WORK INSTRUCTIONS: Reproduce word for word the passage of the build-time idmap notes that begins with the words containing "Verified mechanism" and ends with "owned byleft4me(uid 980).".

*** DOCUMENT PASSAGE ***

Architectural cleanup: the uid translation is a build-time concern (the sandbox produces sandbox-uid files); having the gameserver path unwind that producer-side decision on every mount means the mount helper carries idmap lifecycle code it shouldn't need. Moving the idmap into the script-sandbox bind makes files land left4me-owned on disk, drops ~140 lines from left4me-overlay, and makes all overlay content (workshop + script-built) consistent on-disk. Verified on left4.me kernel 6.12.86 that the kernel idmap propagates through plain re-bind, so systemd-run's BindPaths can wrap a pre-created idmapped staging path. Co-Authored-By: Claude Opus 4.7 <noreply@anthropic.com>
11 KiB
Build-time idmap: move the uid translation from the gameserver mount
into the script sandbox
Context
The current idmap implementation translates uids at gameserver mount
time: left4me-overlay stats each lowerdir, creates a per-lowerdir
idmapped bind under runtime/<n>/idmap/<basename> for the sandbox-
owned ones, then uses those bind paths in the overlay's lowerdir=.
On stop, the binds get torn down. Works correctly today, but spreads
the idmap concern across two helpers and adds mount lifecycle code on
every gameserver start.
Cleaner alternative: do the idmap translation at script-sandbox
build time, so files land on disk as left4me-owned. The on-disk
state then matches workshop-built overlays (also left4me-owned), and
the gameserver mount path becomes uniform — no per-lowerdir stat,
no idmap binds, no extra cleanup.
This plan switches the architecture to the build-time approach and reverts the gameserver-mount idmap code.
Verified mechanism
Tested end-to-end on left4.me (Trixie, kernel 6.12.86, ext4) on
2026-05-15:
/source/dir owned byleft4meon disk.mount --bind --map-users=980:981:1 --map-groups=980:981:1 /source /idmapped— inside/idmapped, files appear as uid 981 (sandbox view).mount --bind /idmapped /rebound— a plain second bind. The idmap propagates to/rebound(rebound view also shows uid 981). This is whatBindPaths=in the sandbox unit does.sudo -u l4d2-sandbox touch /rebound/x.txt— write succeeds. The file lands on disk owned byleft4me(uid 980).
Map direction is the inverse of the gameserver-side map:
--map-users=<disk_uid>:<mount_uid>:1 where disk is left4me and
mount-side is l4d2-sandbox. Inside the bind, the sandbox uid sees
its own uid as itself; writes from that uid get translated back to
the disk-side (left4me) for storage.
Approach
Script-sandbox helper (deploy/files/usr/local/libexec/left4me/left4me-script-sandbox)

*** EXCERPTED RECORDS ***

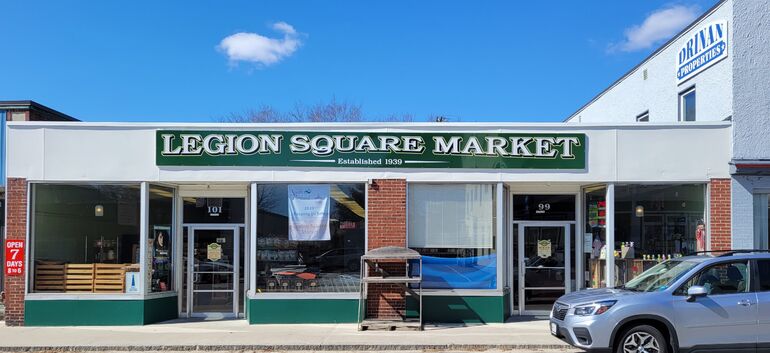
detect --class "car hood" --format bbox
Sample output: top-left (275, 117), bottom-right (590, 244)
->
top-left (557, 288), bottom-right (643, 306)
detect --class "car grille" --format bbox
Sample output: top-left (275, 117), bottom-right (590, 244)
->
top-left (552, 303), bottom-right (569, 321)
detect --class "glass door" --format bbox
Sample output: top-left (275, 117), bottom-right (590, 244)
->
top-left (187, 227), bottom-right (240, 318)
top-left (518, 223), bottom-right (570, 315)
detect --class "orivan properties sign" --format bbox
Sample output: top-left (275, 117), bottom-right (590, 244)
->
top-left (676, 20), bottom-right (728, 84)
top-left (155, 130), bottom-right (586, 169)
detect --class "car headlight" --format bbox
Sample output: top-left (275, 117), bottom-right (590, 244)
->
top-left (575, 300), bottom-right (618, 316)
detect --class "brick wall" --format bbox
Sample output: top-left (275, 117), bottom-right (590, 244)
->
top-left (3, 178), bottom-right (29, 326)
top-left (709, 179), bottom-right (732, 250)
top-left (366, 179), bottom-right (406, 319)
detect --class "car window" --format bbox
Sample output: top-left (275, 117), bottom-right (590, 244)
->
top-left (675, 260), bottom-right (749, 295)
top-left (757, 260), bottom-right (770, 292)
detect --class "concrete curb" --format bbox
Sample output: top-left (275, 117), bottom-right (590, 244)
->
top-left (0, 344), bottom-right (572, 352)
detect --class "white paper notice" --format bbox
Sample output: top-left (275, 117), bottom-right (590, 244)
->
top-left (289, 184), bottom-right (331, 241)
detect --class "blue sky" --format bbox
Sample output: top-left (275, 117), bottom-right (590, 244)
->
top-left (0, 0), bottom-right (716, 121)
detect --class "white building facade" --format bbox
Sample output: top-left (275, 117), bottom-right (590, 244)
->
top-left (565, 0), bottom-right (770, 249)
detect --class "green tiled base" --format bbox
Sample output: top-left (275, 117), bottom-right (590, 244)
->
top-left (247, 299), bottom-right (358, 324)
top-left (24, 296), bottom-right (178, 326)
top-left (407, 294), bottom-right (509, 323)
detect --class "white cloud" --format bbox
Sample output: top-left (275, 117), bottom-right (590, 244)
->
top-left (609, 5), bottom-right (700, 52)
top-left (217, 22), bottom-right (302, 66)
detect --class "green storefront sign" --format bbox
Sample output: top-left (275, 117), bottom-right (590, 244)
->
top-left (155, 130), bottom-right (586, 169)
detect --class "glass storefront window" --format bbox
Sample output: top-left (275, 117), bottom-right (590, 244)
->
top-left (583, 186), bottom-right (607, 288)
top-left (754, 194), bottom-right (770, 249)
top-left (148, 185), bottom-right (174, 292)
top-left (584, 184), bottom-right (707, 288)
top-left (407, 184), bottom-right (497, 289)
top-left (30, 184), bottom-right (142, 293)
top-left (256, 184), bottom-right (366, 293)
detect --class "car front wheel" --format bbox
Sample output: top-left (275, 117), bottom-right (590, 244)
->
top-left (615, 325), bottom-right (668, 353)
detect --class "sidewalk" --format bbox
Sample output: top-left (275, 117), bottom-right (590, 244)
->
top-left (0, 320), bottom-right (569, 351)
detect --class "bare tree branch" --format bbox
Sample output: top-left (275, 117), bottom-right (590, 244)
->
top-left (221, 97), bottom-right (416, 123)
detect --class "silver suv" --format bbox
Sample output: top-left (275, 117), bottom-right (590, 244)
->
top-left (550, 250), bottom-right (770, 353)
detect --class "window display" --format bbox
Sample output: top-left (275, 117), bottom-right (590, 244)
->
top-left (30, 184), bottom-right (141, 293)
top-left (256, 184), bottom-right (366, 293)
top-left (407, 184), bottom-right (497, 289)
top-left (148, 185), bottom-right (174, 292)
top-left (583, 186), bottom-right (607, 288)
top-left (584, 184), bottom-right (707, 288)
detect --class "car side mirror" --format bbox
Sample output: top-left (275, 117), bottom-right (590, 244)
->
top-left (687, 286), bottom-right (708, 303)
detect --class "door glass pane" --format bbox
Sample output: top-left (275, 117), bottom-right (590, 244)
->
top-left (193, 292), bottom-right (233, 313)
top-left (523, 226), bottom-right (567, 310)
top-left (193, 272), bottom-right (233, 291)
top-left (193, 229), bottom-right (235, 266)
top-left (524, 268), bottom-right (564, 288)
top-left (524, 227), bottom-right (565, 268)
top-left (524, 289), bottom-right (564, 311)
top-left (192, 229), bottom-right (235, 313)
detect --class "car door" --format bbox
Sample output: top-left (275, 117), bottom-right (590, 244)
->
top-left (754, 260), bottom-right (770, 353)
top-left (673, 260), bottom-right (758, 352)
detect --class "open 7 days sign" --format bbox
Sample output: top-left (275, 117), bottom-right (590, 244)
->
top-left (156, 130), bottom-right (586, 169)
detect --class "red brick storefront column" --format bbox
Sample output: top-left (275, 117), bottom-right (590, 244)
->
top-left (366, 179), bottom-right (406, 319)
top-left (3, 178), bottom-right (30, 326)
top-left (709, 179), bottom-right (732, 250)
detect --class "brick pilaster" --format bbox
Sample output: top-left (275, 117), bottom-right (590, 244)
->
top-left (366, 179), bottom-right (406, 319)
top-left (709, 179), bottom-right (732, 250)
top-left (3, 178), bottom-right (30, 326)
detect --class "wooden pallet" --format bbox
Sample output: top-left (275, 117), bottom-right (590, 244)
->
top-left (94, 264), bottom-right (126, 293)
top-left (35, 263), bottom-right (65, 292)
top-left (65, 264), bottom-right (94, 293)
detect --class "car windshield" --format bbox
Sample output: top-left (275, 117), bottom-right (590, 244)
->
top-left (622, 260), bottom-right (698, 292)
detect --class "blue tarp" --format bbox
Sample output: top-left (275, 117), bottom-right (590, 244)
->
top-left (413, 254), bottom-right (497, 289)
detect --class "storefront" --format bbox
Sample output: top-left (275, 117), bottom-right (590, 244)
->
top-left (1, 122), bottom-right (731, 325)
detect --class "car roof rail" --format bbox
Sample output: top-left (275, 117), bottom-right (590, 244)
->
top-left (685, 249), bottom-right (770, 257)
top-left (719, 249), bottom-right (770, 257)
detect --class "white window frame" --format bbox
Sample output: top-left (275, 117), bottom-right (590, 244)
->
top-left (244, 179), bottom-right (370, 300)
top-left (406, 181), bottom-right (504, 294)
top-left (678, 85), bottom-right (698, 122)
top-left (24, 180), bottom-right (178, 300)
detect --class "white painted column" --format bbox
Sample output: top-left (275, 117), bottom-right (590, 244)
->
top-left (495, 183), bottom-right (506, 292)
top-left (605, 184), bottom-right (615, 288)
top-left (139, 181), bottom-right (152, 297)
top-left (247, 183), bottom-right (257, 294)
top-left (572, 189), bottom-right (586, 290)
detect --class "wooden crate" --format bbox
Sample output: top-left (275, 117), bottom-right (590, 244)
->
top-left (65, 264), bottom-right (94, 292)
top-left (94, 264), bottom-right (126, 293)
top-left (35, 263), bottom-right (65, 292)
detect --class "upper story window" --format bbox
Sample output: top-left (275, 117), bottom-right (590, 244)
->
top-left (679, 86), bottom-right (695, 121)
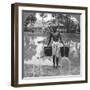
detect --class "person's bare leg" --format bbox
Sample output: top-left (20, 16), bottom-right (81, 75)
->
top-left (53, 55), bottom-right (55, 68)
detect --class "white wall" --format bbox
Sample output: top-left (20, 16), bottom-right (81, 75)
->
top-left (0, 0), bottom-right (90, 90)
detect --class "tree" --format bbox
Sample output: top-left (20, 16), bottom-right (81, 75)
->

***

SOLUTION:
Verified mechanism
Tested end-to-end on left4.me (Trixie, kernel 6.12.86, ext4) on
2026-05-15:
/source/dir owned byleft4meon disk.mount --bind --map-users=980:981:1 --map-groups=980:981:1 /source /idmapped— inside/idmapped, files appear as uid 981 (sandbox view).mount --bind /idmapped /rebound— a plain second bind. The idmap propagates to/rebound(rebound view also shows uid 981). This is whatBindPaths=in the sandbox unit does.sudo -u l4d2-sandbox touch /rebound/x.txt— write succeeds. The file lands on disk owned byleft4me(uid 980).